◆ **WHAT YOU ARE ASKED TO DO**
Switch "hoop shed" to "hoop barn" everywhere in the data below, and give all the lines again with nothing else changed.

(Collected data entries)
-.-.-
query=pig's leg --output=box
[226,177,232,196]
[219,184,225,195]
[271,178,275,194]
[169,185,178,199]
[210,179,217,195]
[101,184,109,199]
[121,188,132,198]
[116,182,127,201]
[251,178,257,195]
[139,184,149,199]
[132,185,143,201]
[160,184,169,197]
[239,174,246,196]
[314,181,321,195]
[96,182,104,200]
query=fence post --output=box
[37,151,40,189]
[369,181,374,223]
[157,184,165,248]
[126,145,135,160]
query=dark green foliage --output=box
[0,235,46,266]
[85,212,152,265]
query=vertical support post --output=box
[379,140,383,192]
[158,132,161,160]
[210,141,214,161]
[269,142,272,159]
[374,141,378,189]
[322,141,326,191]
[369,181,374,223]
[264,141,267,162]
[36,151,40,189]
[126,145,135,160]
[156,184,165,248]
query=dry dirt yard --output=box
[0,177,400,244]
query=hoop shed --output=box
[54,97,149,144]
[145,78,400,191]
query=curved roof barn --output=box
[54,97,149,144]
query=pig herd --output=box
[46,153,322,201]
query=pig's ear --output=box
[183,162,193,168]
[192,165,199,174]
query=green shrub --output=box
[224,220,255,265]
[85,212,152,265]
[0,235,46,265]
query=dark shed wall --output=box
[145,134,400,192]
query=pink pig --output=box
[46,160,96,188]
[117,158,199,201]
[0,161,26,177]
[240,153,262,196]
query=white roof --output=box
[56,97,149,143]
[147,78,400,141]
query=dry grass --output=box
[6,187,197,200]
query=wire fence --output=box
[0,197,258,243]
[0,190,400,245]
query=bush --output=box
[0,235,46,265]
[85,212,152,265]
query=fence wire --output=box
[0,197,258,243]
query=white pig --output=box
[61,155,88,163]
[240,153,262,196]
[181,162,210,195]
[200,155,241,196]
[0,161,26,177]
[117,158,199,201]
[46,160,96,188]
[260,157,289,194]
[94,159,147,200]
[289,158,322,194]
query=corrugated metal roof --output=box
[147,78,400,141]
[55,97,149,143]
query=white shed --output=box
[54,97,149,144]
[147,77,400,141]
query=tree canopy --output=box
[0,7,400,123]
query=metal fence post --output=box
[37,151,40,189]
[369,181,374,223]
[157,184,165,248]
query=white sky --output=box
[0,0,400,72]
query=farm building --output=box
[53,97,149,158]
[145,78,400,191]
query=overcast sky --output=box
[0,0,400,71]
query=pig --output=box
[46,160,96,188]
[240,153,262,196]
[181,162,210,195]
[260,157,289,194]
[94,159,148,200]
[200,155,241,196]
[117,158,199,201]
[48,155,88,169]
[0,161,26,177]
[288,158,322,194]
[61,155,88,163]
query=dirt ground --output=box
-.-.-
◆ **WRITTEN ANSWER**
query=pig's leg --output=box
[226,177,232,196]
[219,184,225,195]
[271,178,275,194]
[169,185,178,199]
[210,179,217,195]
[101,184,109,199]
[121,188,132,198]
[116,182,127,201]
[251,178,257,195]
[139,184,149,199]
[132,185,143,201]
[160,184,169,197]
[239,174,246,196]
[314,181,321,195]
[96,182,104,200]
query=fence post --output=box
[37,151,40,189]
[369,181,374,223]
[157,184,165,248]
[126,145,135,160]
query=dark green foliage --output=box
[0,235,46,266]
[85,212,152,265]
query=vertical support post --output=box
[379,140,383,192]
[158,132,161,160]
[210,141,214,161]
[269,142,272,159]
[374,141,378,189]
[322,141,326,191]
[369,181,374,223]
[264,141,267,162]
[36,151,40,189]
[126,145,135,160]
[156,184,165,248]
query=dry dirt yard --output=box
[0,177,400,244]
query=hoop barn --output=box
[54,97,149,144]
[145,78,400,191]
query=curved roof barn --output=box
[54,97,149,144]
query=pig herd --output=box
[46,153,322,201]
query=pig's ear --output=box
[183,162,193,168]
[192,165,199,174]
query=green shrub --output=box
[224,220,255,265]
[85,212,152,265]
[0,235,46,265]
query=dark shed wall --output=box
[145,134,400,192]
query=pink pig --output=box
[46,160,96,188]
[117,158,199,201]
[0,161,26,177]
[240,153,262,196]
query=white roof --output=box
[56,97,149,143]
[147,78,400,141]
query=dry grass --output=box
[6,187,197,200]
query=wire fence --output=box
[0,197,258,243]
[0,190,400,245]
query=bush --output=box
[0,235,46,265]
[85,212,152,265]
query=fence wire --output=box
[0,197,258,243]
query=white pig --output=box
[61,155,88,163]
[240,153,262,196]
[181,162,210,195]
[200,155,241,196]
[0,161,26,177]
[117,158,199,201]
[46,160,96,188]
[260,157,289,194]
[94,159,147,200]
[289,158,322,194]
query=corrugated metal roof --output=box
[147,78,400,141]
[55,97,149,143]
query=white shed --output=box
[54,97,149,144]
[147,77,400,141]
query=tree canopy --output=box
[0,7,400,123]
query=metal fence post --output=box
[37,151,40,189]
[369,181,374,223]
[157,184,165,248]
query=white sky --output=box
[0,0,400,72]
query=farm building --output=box
[53,97,149,158]
[145,78,400,191]
query=overcast sky --output=box
[0,0,400,71]
query=pig --output=box
[46,160,96,188]
[240,153,262,196]
[181,162,210,195]
[260,157,289,194]
[94,159,148,200]
[200,155,241,196]
[117,158,199,201]
[48,155,88,169]
[0,161,26,177]
[288,158,322,194]
[61,155,88,163]
query=dirt ground --output=box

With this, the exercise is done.